◆ **EJERCICIOS PROPUESTOS**
[1] Actualiza el fragmento sobre los congresistas y Cuba empezando en "Recientemente la congresista" y terminando después de "lo hubiera informado.": pon "Wisconsin" donde diga "Minnesota".
[2] ¿Cómo seguirías el fragmento sobre los congresistas y Cuba a partir de donde termina?

Hay congresistas estadounidenses que se han atrevido a contradecir a sus iguales cubanoamericanos, quienes conocen de cerca nuestra historia mucho mejor que ellos. Como si nos les bastara más de seis décadas de confrontación, durante las cuales la dictadura ha tenido a este país como su enemigo principal, algunos de esos políticos han llegado a solicitar que la administración de Joe Biden saque a Cuba de la lista de países patrocinadores del terrorismo y el fin unilateral del embargo.
Recientemente la congresista Ilhan Omar, representante demócrata por el estado de Minnesota, encabezó una discreta visita a la Isla. El viaje no fue reflejado en la prensa oficial cubana y habría pasado inadvertido si El Nuevo Herald no lo hubiera informado.
Esos políticos son los mismos que también piden a Joe Biden que envíe dinero a las medianas y pequeñas empresas cubanas, en su mayoría verdaderos engendros estatales. Son los mismos que pretenden desconocer ―a pesar de la reciente detención del exagente Manuel Rocha― que la dictadura continúa siendo un enemigo de EE.UU.
Llegado a este punto concluyo que la labor de dichos políticos en modo alguno refleja que estén actuando en bien de los ciudadanos estadounidenses. Me atrevo a afirmar que a esos ciudadanos les interesaría que en Cuba hubiera libertad y democracia, estabilidad, prosperidad económica y que el régimen de La Habana dejara de ser una muy cercana amenaza política y militar para Estados Unidos. Y eso no se logra tratando de favorecer a la dictadura.
Gracias a Dios que también existen en el Senado y el Congreso otros políticos que sí saben cuál es la posición que debe adoptarse en bien de las relaciones entre ambos pueblos. Y no me refiero solo a los cubanoamericanos.

◆ **DATOS PROPORCIONADOS**
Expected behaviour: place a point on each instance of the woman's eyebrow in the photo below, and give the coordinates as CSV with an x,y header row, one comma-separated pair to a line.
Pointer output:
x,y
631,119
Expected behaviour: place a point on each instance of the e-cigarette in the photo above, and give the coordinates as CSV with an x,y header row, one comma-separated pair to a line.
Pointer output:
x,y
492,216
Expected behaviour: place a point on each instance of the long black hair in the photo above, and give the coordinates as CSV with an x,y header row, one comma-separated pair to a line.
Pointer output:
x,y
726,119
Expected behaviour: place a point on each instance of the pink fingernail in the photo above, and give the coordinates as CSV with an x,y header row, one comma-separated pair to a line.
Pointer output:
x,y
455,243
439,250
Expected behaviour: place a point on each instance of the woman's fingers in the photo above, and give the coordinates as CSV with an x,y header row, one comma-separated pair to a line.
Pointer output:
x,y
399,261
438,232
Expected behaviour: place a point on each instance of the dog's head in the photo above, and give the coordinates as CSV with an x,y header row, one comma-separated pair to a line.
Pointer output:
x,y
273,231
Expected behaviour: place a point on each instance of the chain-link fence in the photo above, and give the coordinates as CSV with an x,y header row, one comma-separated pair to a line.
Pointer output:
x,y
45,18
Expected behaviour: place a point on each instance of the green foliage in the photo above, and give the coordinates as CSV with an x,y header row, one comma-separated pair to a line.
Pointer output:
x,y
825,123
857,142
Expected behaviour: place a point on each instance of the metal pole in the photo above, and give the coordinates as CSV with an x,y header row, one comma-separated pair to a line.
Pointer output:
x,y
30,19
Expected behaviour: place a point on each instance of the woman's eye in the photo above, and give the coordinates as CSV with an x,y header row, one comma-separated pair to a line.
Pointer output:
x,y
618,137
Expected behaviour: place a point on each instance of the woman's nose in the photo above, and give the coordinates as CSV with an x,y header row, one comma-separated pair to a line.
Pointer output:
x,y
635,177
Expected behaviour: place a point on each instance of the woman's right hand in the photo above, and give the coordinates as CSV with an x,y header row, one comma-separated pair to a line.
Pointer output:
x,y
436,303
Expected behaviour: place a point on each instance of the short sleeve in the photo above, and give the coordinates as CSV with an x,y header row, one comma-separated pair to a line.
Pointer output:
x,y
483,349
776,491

◆ **RESULTADOS OBTENIDOS**
[1]
Recientemente la congresista Ilhan Omar, representante demócrata por el estado de Wisconsin, encabezó una discreta visita a la Isla. El viaje no fue reflejado en la prensa oficial cubana y habría pasado inadvertido si El Nuevo Herald no lo hubiera informado.

[2]
El senador republicano Rick Scott ha sido una de las voces que desde esas altas estructuras de gobierno ha denunciado reiteradamente los abusos de las dictaduras implantadas en Nicaragua, Venezuela y Cuba. Él no ha cejado en su reclamo de libertad para todos los presos políticos en esos países. Con respecto a Cuba ha expuesto claramente su reclamo de respeto a todos los derechos humanos y el restablecimiento de la democracia.
En el continente ha aparecido el presidente argentino Javier Milei, quien desde que asumió el poder ha manifestado su rechazo a la dictadura y recientemente apoyó públicamente las protestas de los cubanos.
Hace pocos días la vicepresidente interina de Uruguay, Graciela Bianchi, ofreció una breve, pero muy contundente respuesta, a una declaración de la Convención Nacional de Trabajadores de ese país, la cual trató de deslegitimar esas protestas. Graciela dejó claro que en Cuba hay una dictadura y desmintió la existencia de un “bloqueo económico” contra la Isla, otro de los pilares esenciales del discurso justificativo del castrismo.
En el Parlamento Europeo Dita Charanzová, Herman Terstch, José Ramón Bauzá y Francisco Millán Mon han expresado reiteradamente su apoyo al reclamo de los cubanos por el respeto a los derechos humanos, la implantación de un sistema democrático y la inmediata libertad de todos los presos políticos.
Me he referido únicamente a los casos que ―calamo currente― he recordado. Ellos son algunos de los políticos que no se han dejado engatusar por el falaz discurso demagógico de quienes desgobiernan nuestro país, aunque hay muchos más.
Lo ocurrido durante la sesión del Consejo de Derechos Humanos realizada el pasado mes de noviembre, donde el castrismo fue emplazado y se mostró incapaz de defenderse eficazmente; la reacción de importantes políticos, instituciones y hasta gobiernos ante la realidad existente detrás de las misiones médicas cubanas y sobre la falta de libertad religiosa en la Isla, problemas que han suscitado preocupación hasta en la ONU, demuestran que el discurso político de los continuadores del castrismo se desmorona rápidamente.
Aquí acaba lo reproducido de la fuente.